Stored items
--
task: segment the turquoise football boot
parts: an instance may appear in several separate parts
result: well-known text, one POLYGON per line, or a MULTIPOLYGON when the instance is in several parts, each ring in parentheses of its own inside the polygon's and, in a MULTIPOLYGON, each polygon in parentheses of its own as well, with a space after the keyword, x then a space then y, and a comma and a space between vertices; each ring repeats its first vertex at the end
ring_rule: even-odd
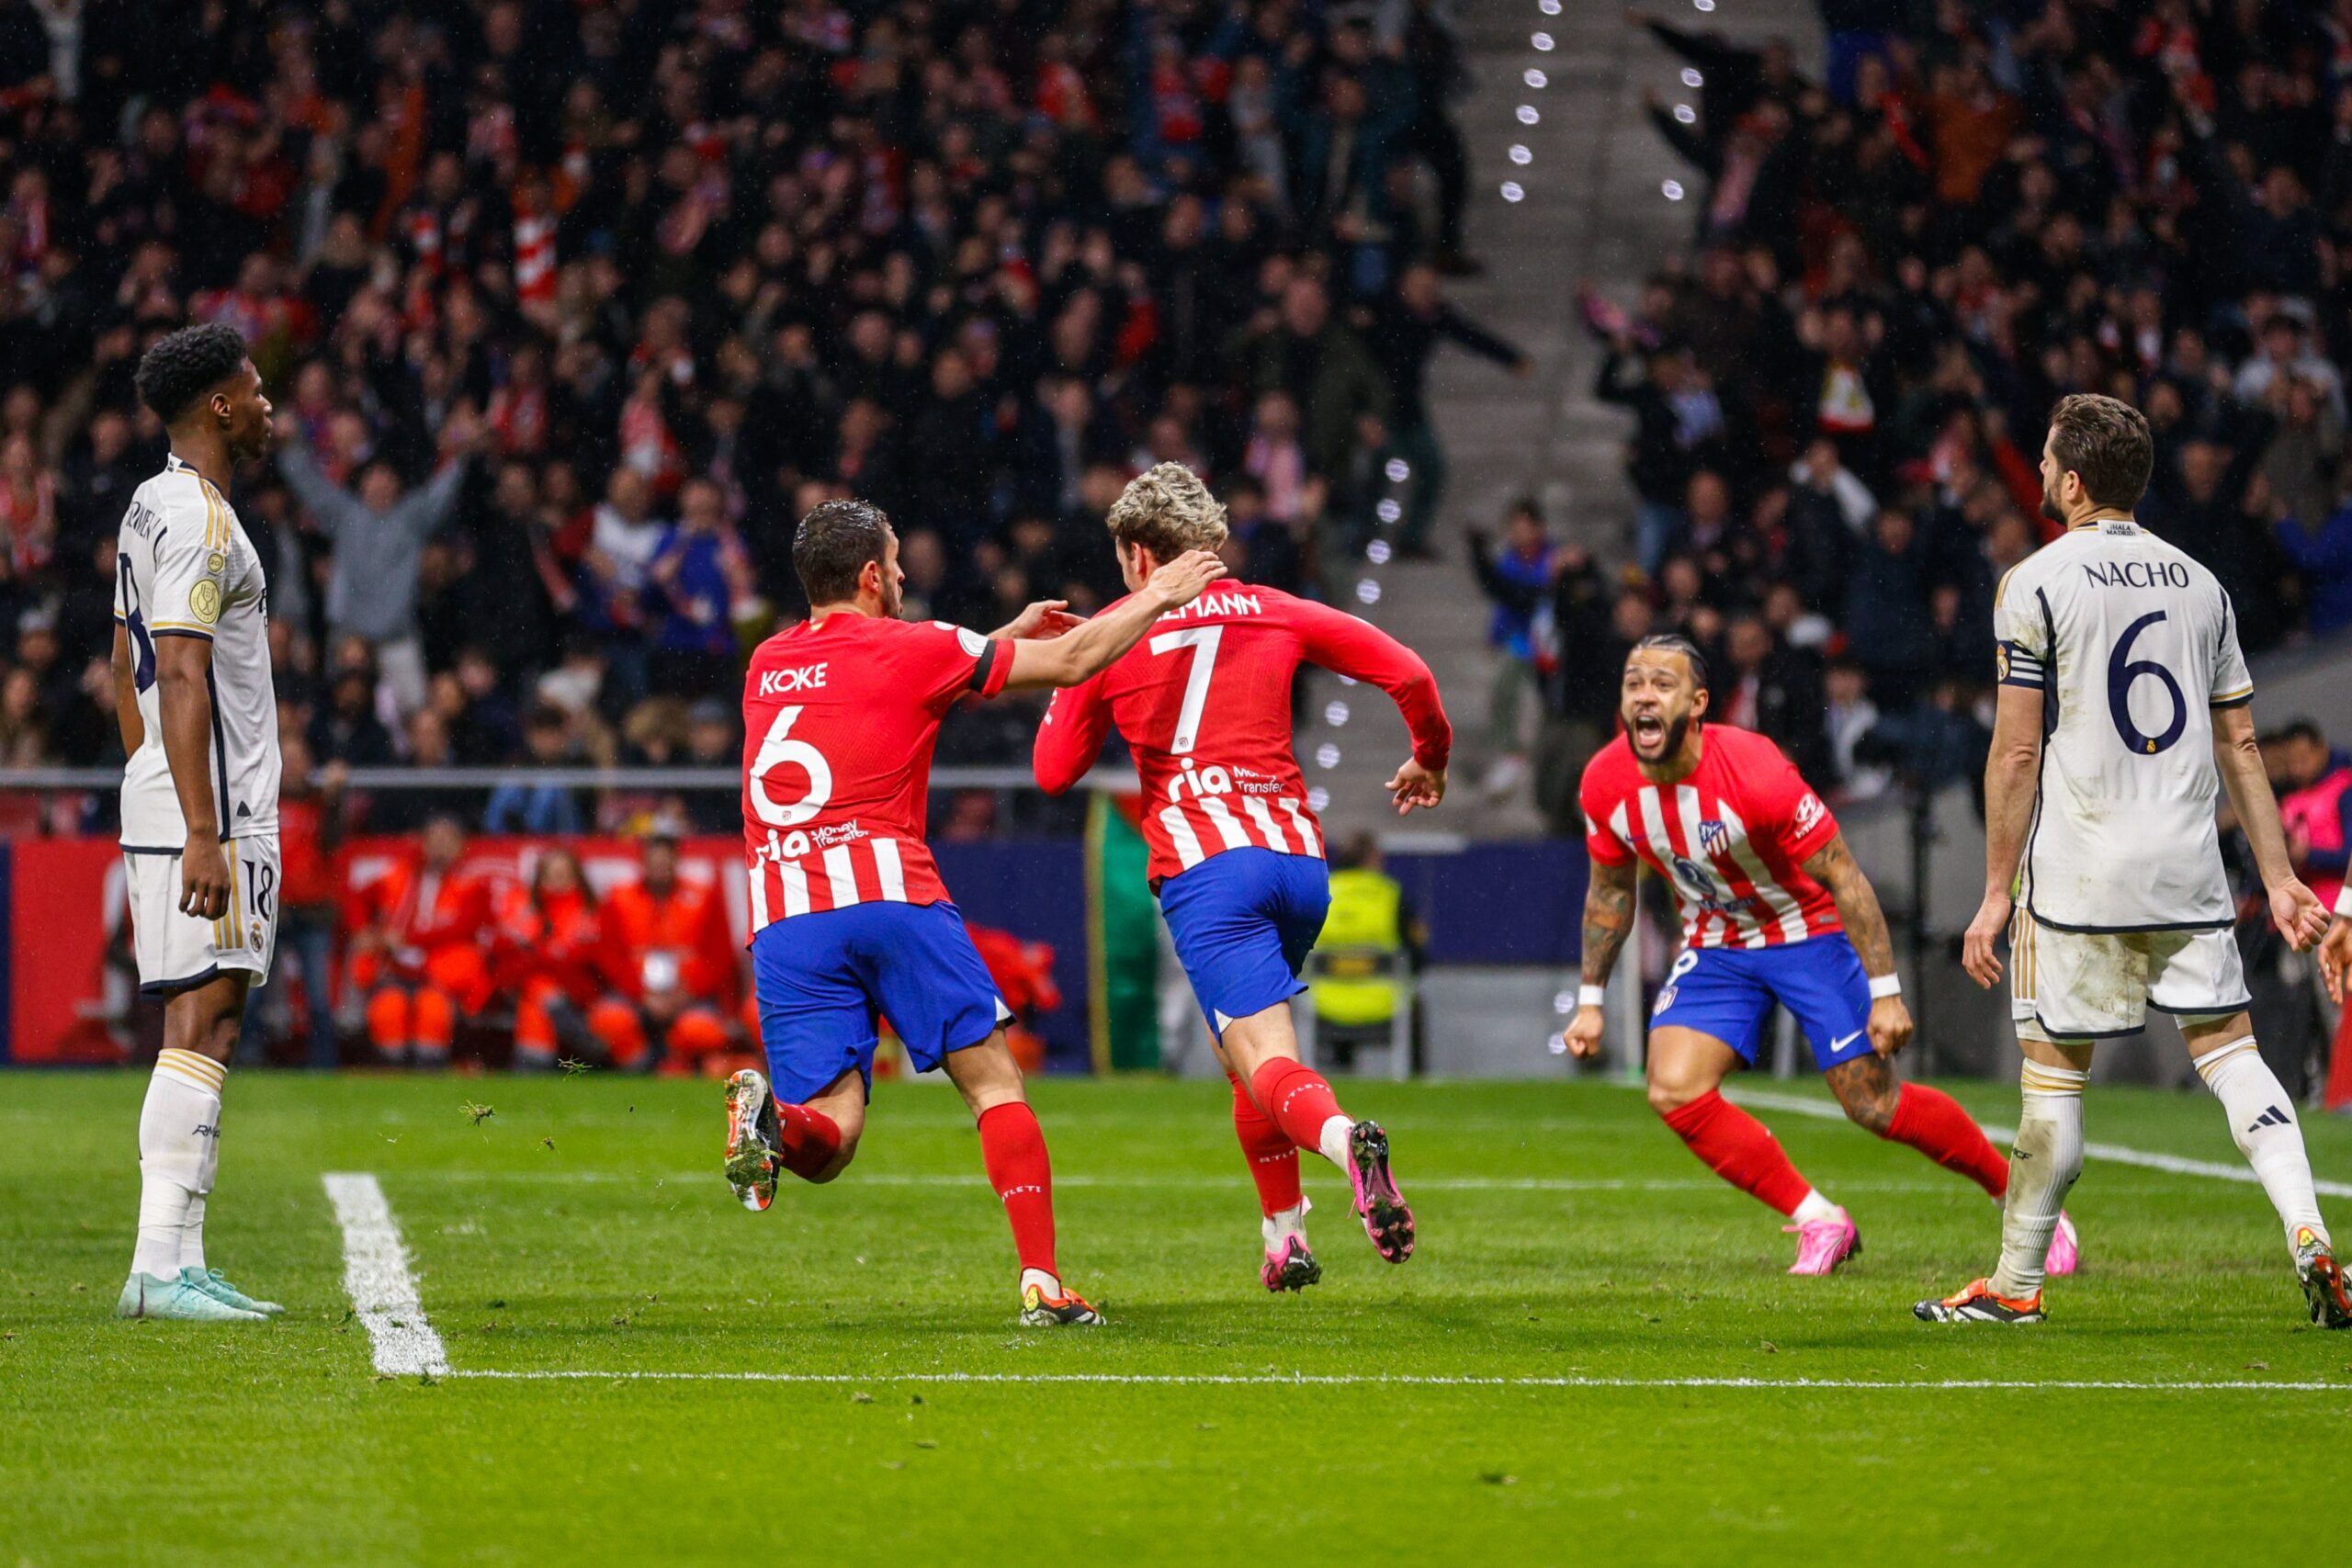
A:
POLYGON ((188 1282, 184 1271, 165 1280, 153 1274, 134 1273, 122 1283, 122 1294, 116 1299, 117 1317, 161 1317, 177 1323, 267 1323, 268 1318, 257 1312, 231 1306, 209 1291, 198 1290, 188 1282))
POLYGON ((216 1302, 226 1302, 239 1312, 257 1312, 264 1317, 282 1317, 286 1309, 276 1302, 257 1302, 236 1286, 229 1283, 218 1269, 183 1269, 180 1278, 210 1296, 216 1302))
--
If the string "instance" appears in a line of the entries, report the line.

**Answer box**:
parts: an instance may appear in several separate parts
result: well-known text, one POLYGON per line, or a MULTIPOLYGON when the instance is in several parts, each ring in parentheses of its own inside the polygon's and, in a MULTIPOLYGON, each polygon in parentheses of its own as well, with a space after the keyword, x then a space then y, and a comma and a space between vertices; each ring repeats its first vertex at the end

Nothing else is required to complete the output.